[Source data]
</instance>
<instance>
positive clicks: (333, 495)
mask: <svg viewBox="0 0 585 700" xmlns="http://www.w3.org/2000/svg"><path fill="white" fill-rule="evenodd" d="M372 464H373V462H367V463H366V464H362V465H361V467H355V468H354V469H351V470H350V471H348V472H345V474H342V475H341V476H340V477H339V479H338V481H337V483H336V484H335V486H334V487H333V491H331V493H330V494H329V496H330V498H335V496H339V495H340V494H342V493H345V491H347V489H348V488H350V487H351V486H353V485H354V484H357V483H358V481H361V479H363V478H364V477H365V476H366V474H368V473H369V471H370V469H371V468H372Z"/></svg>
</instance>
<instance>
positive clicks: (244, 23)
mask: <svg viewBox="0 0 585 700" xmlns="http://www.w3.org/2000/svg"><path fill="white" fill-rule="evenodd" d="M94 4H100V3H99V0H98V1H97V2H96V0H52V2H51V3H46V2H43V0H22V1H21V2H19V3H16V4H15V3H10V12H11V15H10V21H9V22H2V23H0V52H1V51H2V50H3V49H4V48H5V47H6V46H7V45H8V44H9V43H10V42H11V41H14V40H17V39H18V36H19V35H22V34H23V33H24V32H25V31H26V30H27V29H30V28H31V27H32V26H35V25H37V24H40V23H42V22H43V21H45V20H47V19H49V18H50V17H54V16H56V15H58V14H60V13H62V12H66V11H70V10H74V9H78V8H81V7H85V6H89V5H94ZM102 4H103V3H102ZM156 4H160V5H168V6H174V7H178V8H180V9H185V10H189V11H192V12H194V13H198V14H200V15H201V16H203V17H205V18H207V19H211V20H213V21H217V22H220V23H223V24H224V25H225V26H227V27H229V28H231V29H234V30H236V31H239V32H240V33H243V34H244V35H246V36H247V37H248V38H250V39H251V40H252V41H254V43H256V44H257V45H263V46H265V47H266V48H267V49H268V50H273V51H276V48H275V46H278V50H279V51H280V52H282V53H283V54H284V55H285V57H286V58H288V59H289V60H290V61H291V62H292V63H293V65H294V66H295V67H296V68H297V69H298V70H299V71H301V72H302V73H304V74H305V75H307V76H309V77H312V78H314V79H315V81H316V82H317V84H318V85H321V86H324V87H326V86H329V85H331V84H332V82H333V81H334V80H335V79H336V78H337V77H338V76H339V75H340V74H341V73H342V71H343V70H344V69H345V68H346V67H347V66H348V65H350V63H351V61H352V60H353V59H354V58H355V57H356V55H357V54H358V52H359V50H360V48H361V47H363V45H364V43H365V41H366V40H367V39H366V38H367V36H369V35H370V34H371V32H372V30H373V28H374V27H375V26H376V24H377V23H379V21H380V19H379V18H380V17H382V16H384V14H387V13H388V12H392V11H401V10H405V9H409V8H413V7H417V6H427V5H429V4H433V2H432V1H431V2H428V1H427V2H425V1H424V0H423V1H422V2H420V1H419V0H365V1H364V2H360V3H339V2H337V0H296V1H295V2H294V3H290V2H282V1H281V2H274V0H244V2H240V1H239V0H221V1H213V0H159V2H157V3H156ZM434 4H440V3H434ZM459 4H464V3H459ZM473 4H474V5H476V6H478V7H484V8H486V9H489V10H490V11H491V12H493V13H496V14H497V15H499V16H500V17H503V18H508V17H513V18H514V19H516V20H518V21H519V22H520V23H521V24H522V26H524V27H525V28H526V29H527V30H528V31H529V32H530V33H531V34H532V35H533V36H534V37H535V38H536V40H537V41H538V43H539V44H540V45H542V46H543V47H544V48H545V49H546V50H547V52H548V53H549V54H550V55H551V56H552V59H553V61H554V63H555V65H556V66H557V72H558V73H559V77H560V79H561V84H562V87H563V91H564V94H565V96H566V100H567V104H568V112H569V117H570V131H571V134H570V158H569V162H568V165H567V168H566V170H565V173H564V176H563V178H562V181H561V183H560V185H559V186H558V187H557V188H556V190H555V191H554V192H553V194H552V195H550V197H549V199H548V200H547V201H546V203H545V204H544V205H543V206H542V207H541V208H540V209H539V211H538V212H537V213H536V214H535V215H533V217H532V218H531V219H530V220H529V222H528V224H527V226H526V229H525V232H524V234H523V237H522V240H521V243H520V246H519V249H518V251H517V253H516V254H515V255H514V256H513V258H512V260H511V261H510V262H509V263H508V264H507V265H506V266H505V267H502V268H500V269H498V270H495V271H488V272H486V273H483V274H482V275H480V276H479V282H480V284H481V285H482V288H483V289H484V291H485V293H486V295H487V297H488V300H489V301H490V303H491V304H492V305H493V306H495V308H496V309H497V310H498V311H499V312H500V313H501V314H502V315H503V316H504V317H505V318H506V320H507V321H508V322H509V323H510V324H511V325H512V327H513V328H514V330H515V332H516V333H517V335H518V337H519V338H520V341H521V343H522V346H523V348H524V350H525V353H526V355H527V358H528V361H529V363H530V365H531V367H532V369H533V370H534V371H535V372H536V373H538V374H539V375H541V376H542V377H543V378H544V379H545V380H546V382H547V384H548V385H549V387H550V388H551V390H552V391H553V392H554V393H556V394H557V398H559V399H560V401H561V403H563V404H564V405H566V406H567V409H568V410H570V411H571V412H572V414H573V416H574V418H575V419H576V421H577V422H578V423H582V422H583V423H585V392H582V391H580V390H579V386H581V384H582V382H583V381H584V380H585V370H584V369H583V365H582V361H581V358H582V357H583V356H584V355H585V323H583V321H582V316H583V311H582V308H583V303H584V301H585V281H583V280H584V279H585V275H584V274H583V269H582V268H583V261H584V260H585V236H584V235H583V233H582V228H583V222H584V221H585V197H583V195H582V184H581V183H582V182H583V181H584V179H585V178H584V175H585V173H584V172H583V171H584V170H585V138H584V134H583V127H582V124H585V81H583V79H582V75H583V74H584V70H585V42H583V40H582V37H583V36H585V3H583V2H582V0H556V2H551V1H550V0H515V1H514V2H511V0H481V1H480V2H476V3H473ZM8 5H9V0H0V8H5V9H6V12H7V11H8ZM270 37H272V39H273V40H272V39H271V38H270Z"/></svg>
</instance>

[Requirement]
Your answer should be one number: how many lines above contain "positive".

[Exercise solution]
2